→ **WORK TO BE COMPLETED**
Rewrite the part of the data that opens with the line containing "Each instance of the tree" and closes at the end of the data, substituting "pin" for every "marker" and keeping everything else unchanged. Give only those lines.

====

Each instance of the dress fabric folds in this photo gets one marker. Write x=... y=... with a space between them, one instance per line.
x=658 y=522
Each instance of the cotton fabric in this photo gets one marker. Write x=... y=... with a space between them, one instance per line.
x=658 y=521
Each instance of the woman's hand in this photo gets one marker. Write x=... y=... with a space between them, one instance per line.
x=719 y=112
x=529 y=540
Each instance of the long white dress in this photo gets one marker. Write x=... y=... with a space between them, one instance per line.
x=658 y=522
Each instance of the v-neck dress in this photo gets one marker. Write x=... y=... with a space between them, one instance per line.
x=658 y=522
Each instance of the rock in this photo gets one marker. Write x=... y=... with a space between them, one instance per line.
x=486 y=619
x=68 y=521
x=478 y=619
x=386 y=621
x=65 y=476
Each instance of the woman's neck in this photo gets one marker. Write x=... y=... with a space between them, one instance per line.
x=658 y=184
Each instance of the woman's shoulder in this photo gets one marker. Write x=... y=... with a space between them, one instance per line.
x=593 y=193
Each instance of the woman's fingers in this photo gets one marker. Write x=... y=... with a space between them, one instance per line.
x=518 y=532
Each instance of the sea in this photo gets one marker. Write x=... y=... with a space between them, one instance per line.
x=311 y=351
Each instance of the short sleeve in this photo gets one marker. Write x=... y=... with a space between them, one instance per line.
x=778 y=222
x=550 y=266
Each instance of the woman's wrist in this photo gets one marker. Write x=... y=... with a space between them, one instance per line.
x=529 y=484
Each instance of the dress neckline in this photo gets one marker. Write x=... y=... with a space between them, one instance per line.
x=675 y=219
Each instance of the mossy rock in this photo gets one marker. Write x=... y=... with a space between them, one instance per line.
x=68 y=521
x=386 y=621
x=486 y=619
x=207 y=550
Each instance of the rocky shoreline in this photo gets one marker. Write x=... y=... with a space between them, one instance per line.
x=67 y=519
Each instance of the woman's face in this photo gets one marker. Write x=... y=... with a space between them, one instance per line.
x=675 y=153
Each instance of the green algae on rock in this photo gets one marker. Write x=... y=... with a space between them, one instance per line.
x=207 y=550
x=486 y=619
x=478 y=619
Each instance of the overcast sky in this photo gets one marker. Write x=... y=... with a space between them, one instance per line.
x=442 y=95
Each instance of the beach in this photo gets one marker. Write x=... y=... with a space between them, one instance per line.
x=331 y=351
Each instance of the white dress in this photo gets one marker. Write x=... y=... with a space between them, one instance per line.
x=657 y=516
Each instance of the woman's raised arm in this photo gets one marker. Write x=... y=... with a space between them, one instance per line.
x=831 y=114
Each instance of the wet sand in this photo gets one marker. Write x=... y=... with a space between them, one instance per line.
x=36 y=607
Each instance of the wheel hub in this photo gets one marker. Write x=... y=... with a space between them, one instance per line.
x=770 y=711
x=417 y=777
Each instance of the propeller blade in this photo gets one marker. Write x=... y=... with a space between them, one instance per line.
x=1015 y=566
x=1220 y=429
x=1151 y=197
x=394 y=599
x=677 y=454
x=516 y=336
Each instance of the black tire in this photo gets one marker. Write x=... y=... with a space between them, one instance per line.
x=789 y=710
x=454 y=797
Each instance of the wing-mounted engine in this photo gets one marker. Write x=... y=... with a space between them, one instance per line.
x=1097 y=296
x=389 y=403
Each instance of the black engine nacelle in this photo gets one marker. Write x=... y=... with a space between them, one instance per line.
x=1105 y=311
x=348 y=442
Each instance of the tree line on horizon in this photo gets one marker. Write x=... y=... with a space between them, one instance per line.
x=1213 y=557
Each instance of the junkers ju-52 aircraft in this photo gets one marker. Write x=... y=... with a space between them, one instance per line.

====

→ **ANSWER**
Each instance of the tree line on horizon in this photo gets one pin. Write x=... y=... with a space between them, one instance per line.
x=1213 y=557
Each instance of the junkers ju-52 aircraft in this photo gets one pin. Write x=... y=... with a space between them, one instance per line.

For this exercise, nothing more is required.